What you have to do =
Look for "[point] every instance of the boar's tusk" in the records below, then copy that line and every line after it, exactly and with nothing added.
━━━━━ Records for processing
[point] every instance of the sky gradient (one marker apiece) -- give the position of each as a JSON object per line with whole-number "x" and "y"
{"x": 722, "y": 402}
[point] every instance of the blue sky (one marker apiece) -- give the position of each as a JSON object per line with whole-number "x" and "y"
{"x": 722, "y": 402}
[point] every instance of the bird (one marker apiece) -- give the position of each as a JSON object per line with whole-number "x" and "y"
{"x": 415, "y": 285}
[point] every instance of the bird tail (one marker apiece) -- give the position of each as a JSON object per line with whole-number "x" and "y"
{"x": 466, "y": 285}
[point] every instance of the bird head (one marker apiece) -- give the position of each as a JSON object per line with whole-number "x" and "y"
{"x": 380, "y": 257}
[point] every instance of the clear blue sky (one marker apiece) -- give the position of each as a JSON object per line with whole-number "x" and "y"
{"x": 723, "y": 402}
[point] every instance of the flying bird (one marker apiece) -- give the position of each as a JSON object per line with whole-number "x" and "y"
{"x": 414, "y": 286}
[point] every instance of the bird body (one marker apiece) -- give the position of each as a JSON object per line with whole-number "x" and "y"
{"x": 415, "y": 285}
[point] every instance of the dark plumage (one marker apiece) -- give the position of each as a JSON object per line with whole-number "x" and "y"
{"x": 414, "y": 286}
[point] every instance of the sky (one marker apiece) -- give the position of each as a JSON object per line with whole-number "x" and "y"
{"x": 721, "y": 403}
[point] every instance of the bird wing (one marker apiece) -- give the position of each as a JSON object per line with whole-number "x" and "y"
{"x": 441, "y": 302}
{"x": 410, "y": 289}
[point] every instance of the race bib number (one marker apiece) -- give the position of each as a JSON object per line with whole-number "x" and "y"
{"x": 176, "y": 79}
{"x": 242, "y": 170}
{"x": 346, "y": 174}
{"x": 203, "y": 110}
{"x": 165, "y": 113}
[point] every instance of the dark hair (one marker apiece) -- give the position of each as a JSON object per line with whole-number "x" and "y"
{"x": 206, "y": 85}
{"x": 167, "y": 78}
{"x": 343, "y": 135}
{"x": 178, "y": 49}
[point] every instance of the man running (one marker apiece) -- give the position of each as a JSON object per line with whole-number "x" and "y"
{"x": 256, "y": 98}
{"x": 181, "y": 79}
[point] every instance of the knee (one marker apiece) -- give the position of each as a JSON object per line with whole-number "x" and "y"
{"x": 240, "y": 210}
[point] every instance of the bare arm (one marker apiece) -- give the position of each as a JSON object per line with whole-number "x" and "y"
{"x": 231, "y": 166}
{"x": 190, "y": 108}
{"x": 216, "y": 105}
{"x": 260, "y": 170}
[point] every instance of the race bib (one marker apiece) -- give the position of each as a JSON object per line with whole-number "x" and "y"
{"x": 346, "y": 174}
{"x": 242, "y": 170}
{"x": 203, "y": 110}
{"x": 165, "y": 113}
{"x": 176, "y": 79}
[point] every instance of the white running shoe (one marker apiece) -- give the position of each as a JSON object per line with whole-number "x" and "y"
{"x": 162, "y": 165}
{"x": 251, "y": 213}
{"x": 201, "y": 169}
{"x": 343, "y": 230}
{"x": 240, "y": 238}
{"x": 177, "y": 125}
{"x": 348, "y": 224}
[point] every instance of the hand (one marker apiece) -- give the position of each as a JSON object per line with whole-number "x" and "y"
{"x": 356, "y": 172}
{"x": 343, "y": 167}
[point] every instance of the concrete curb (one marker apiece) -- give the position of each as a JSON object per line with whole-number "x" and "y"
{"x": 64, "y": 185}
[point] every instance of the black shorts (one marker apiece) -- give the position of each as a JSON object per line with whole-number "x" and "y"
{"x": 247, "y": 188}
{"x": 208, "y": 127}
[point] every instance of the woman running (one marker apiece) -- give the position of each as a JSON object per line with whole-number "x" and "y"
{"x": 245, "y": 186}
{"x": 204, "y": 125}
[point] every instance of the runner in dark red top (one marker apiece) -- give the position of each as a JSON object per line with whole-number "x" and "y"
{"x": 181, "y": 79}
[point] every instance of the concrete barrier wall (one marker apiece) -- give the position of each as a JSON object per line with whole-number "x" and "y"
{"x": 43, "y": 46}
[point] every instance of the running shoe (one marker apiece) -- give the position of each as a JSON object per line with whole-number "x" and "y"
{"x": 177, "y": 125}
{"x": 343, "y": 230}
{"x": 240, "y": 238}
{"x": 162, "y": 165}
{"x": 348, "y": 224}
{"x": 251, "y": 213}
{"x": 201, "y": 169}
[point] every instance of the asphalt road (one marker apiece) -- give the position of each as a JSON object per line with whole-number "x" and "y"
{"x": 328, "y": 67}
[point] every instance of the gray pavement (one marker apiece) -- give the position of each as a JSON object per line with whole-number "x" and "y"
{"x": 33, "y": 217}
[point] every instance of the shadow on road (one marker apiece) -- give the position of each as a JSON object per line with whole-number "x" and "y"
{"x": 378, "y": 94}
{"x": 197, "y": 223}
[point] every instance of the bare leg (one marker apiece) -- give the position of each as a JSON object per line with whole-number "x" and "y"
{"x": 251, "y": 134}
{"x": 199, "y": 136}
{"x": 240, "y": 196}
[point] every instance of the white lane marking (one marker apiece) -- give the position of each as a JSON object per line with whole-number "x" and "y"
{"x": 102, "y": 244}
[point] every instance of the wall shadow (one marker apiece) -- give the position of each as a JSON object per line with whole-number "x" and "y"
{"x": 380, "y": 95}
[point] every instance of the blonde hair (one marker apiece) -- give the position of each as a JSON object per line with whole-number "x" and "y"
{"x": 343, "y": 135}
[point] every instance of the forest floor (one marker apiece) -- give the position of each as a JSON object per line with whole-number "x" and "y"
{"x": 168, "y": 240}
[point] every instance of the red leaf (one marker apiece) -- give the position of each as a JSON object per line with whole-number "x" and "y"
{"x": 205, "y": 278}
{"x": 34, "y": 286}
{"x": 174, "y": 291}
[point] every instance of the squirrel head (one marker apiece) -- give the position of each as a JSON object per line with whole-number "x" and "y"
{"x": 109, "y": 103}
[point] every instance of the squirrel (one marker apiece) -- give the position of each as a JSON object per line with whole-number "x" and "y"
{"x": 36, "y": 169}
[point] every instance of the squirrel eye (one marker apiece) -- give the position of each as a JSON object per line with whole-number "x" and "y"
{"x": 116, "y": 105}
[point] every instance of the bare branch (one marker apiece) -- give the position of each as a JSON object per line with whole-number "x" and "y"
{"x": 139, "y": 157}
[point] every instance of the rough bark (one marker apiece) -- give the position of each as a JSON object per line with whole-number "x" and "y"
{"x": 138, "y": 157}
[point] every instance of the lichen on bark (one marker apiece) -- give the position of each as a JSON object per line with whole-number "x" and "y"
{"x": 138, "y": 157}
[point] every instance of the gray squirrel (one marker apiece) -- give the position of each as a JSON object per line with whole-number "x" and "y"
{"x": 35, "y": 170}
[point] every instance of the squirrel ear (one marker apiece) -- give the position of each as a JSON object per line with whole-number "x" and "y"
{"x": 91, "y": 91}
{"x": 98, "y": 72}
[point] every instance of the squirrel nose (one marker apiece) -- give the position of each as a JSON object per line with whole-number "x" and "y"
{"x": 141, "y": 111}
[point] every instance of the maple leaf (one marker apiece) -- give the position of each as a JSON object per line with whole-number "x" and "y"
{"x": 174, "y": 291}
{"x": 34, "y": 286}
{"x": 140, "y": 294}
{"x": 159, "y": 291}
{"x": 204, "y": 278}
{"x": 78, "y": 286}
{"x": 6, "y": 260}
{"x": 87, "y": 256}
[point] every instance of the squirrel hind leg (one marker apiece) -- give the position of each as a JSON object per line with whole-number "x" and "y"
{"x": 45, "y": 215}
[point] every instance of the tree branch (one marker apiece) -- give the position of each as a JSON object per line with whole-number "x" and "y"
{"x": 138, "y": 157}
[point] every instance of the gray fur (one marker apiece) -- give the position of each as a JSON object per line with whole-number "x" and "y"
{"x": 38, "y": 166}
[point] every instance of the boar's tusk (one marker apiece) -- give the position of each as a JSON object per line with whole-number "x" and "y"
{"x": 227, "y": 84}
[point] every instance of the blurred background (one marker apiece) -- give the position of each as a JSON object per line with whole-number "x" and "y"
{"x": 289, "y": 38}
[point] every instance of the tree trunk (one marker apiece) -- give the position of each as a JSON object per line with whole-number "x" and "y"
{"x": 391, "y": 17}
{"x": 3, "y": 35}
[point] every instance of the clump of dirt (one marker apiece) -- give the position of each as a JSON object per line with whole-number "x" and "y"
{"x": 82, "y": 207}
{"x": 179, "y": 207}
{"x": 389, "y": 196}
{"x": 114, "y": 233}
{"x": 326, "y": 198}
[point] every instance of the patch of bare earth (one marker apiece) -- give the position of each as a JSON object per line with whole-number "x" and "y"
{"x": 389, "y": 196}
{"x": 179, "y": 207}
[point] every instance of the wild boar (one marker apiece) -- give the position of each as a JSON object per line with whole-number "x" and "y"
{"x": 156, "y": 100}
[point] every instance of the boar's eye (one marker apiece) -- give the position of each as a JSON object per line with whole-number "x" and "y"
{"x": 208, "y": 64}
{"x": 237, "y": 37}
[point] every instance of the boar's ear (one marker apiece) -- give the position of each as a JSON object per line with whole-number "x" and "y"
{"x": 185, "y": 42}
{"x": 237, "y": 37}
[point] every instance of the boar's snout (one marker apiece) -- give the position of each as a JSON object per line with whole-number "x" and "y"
━━━━━━━━━━
Result of this exercise =
[point] every instance of the boar's tusk (one marker apiece) -- give the position of each as a JSON object per line with whole-number "x" and "y"
{"x": 227, "y": 84}
[point] every instance of the blurred background (one marker apiece) -- give the position of each as a JSON object per line with whole-number "x" and "y"
{"x": 289, "y": 38}
[point] every instance of the tree trunk (one marker apiece) -- give the position of each as a JSON object per line with whole-number "x" and "y"
{"x": 391, "y": 17}
{"x": 3, "y": 35}
[point] every instance of the clump of dirt (one marker apiece) -- give the position of each as a JSON object per line with whole-number "x" and "y"
{"x": 82, "y": 207}
{"x": 179, "y": 207}
{"x": 389, "y": 196}
{"x": 114, "y": 233}
{"x": 326, "y": 198}
[point] every instance of the patch of bare earth (one marker apiece) -- give the position of each as a JSON object per line with whole-number "x" and "y"
{"x": 389, "y": 196}
{"x": 179, "y": 207}
[point] every instance of the wild boar (one marker apiece) -- give the position of each as a JSON object per line with whole-number "x" and "y"
{"x": 156, "y": 100}
[point] every instance of the boar's eye (one marker apiece) -- give the position of each as a JSON object per line with whole-number "x" and "y"
{"x": 208, "y": 64}
{"x": 237, "y": 37}
[point] every instance of the boar's ear (one marker apiece) -- give the position of each as a JSON object per line with whole-number "x" and "y"
{"x": 185, "y": 42}
{"x": 237, "y": 37}
[point] every instance of the boar's snout (one marker apiece) -- give the position of each as a JSON object per line with whole-number "x" and "y"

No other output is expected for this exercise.